◆ To do ◆
**1.** Name every person mentioned in the essay on Alberto Caeiro.
**2.** Carry on the essay on Alberto Caeiro, starting right after its final sentence.

I have no ambitions and no desires.
To be a poet is not my ambition,
It's my way of being alone.

--Alberto Caeiro: 'The Keeper of Sheep'

Alberto Caeiro is Pessoa's first great heteronym. Caeiro is perhaps my favorite heteronym of the three; although, it is true, I recognize Alvaro de Campos' poetic achievement as superior-- Caeiro is nonetheless the most endearing.

The best summarization of Caeiro is given by Pessoa himself: "He sees things with the eyes only, not with the mind. He does not let any thoughts arise when he looks at a flower...the only thing a stone tells him is that it has nothing at all to tell him...this way of looking at a stone may be described as the totally unpoetic way of looking at it. The stupendous fact about Caeiro is that out of this sentiment, or rather, absense of sentiment, he makes poetry."

What makes Caeiro such an original poet is the way he apprehends existence. He does not question anything whatsoever; he calmly accepts the world as it is. Caeiro is indeed a child of sorts: the recurrent themes, as a critic notes, to be found in nearly all Caeiro's poems are 'wide-eyed child-like wonder at the infinite variety of nature.' He is free of metaphysical entanglements (as Campos and Pessoa himself are). Central to his world-view is the idea that in the world around us, all is surface: things are precisely what they seem, there is no hidden meaning anywhere.

◆ Material ◆
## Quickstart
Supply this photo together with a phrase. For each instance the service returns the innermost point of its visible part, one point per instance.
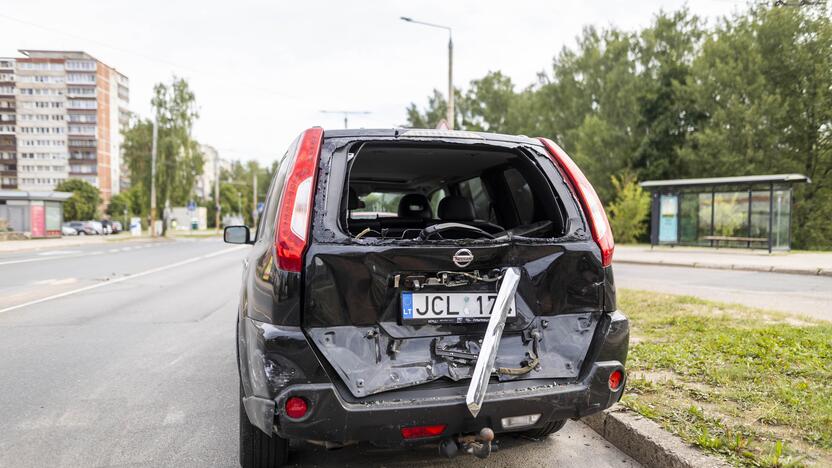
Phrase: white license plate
(449, 306)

◆ Responses by task ◆
**1.** Alberto Caeiro, Pessoa, Alvaro de Campos

**2.**
He manages thus to free himself from the anxieties that batter his peers; for Caeiro 'things simply exist and we have no right to credit them with more than that.' Our unhappiness, he tells us, springs from our unwillingness to limit our horizons. Caeiro in this sense is wise: he attains happiness by not questioning, and by thus avoiding doubts and uncertainties.

For Caeiro apprehended reality solely through his eyes, through his senses. What he teaches us is that if we want to be happy we ought to do the same. Octavio Paz called him 'the innocent poet'; true, he is innocent by our standards, and yet: does not his wisdom--experience-- consist precisely in his 'innocence'? Paz made a shrewd remark on the heteronyms: "In each are particles of negation or unreality. Reis believes in form, Campos in sensation, Pessoa in symbols. Caeiro doesn't believe in anything. He exists."

Caeiro is a wonderful invention; is there a poet before him who thinks, or rather, sees as he does? Poetry before Caeiro was essentially interpretative; what poets did was to offer us an interpretation of their perceived surroundings; Caeiro does not do this: instead, he attempts to communicate his senses, his feelings to us, without any interpretation whatsoever.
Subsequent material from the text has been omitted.